>> start TEXT EXCERPT
These unaudited Interim Financial Statements:
–comply with International Accounting Standard 34 Interim Financial Reporting;
–comply with New Zealand Equivalent to International Accounting Standard 34 Interim Financial Reporting;
–have been prepared in accordance with Generally Accepted Accounting Practice (GAAP) applicable to
for-profit entities;
–are presented in New Zealand Dollars ($ or NZD), which is Fonterra’s functional currency, and rounded to the
nearest million, except where otherwise stated; and
–do not include all the information and disclosures required in the Annual Financial Statements, and should be
read in conjunction with the Group’s Financial Statements for the year ended 31 July 2023.
The Group’s operations are seasonal due to the profile of milk production in New Zealand. Milk production,
and therefore the Group’s milk collections and production volumes are higher in the New Zealand Spring
(October and November). Consequently, the amount owing to suppliers, inventory balances and borrowings are
higher at the 31 January interim reporting dates compared to the 31 July year-end reporting dates. This reflects
the higher cash outflows required to support the business operations in the first six months of the financial
year. Due to the seasonality of the Group’s operations, additional comparative information for the Statement
of Financial Position and associated Notes to the Interim Financial Statements has been presented in these
Interim Financial Statements.
Re-presentations
Simplification of Financial Statements
To improve disclosure effectiveness and focus on the most relevant and material information, consistent with the
Group’s Financial Statements for the year ended 31 July 2023, the Group has made a number of simplifications to
the Interim Financial Statements of the current period.
Changes in accounting policies
Consistent with the Group’s Financial Statements for the year ended 31 July 2023, comparative information
for interim periods has been re-presented to reflect a change in accounting policies implemented in the 2023
financial year. Emissions units held for compliance purposes are now presented as inventory (previously intangible
assets). In the Statement of Financial Position, current intangible assets of $88 million and non-current intangible
assets of $102 million at 31 January 2023 have been reclassified to inventory.
>> end TEXT EXCERPT
>> start DATASET EXCERPT
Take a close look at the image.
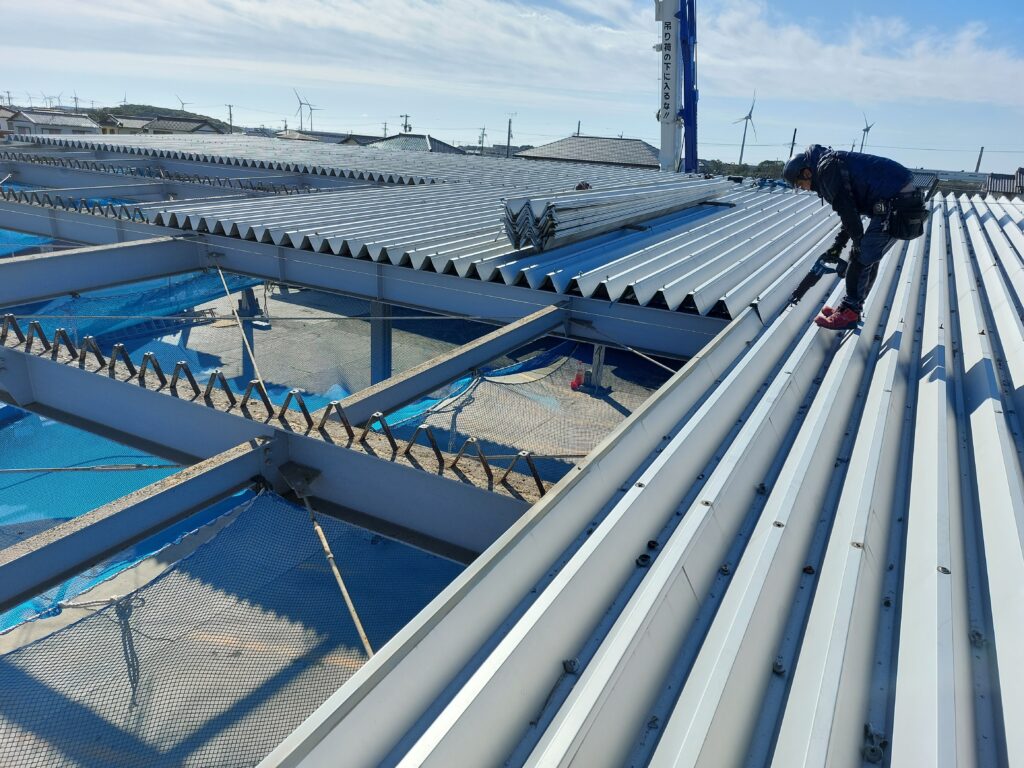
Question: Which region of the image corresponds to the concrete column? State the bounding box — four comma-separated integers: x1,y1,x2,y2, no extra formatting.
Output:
>> end DATASET EXCERPT
= GIVEN PROBLEM =
Answer these questions from the Fonterra interim statements text:
1. In what currency are the statements presented?
2. Which months of the New Zealand Spring does the text name as having higher milk production?
3. How are emissions units held for compliance purposes now presented?

= RESULT FOR THIS EXERCISE =
1. New Zealand Dollars ($ or NZD).
2. October and November.
3. As inventory (previously intangible assets).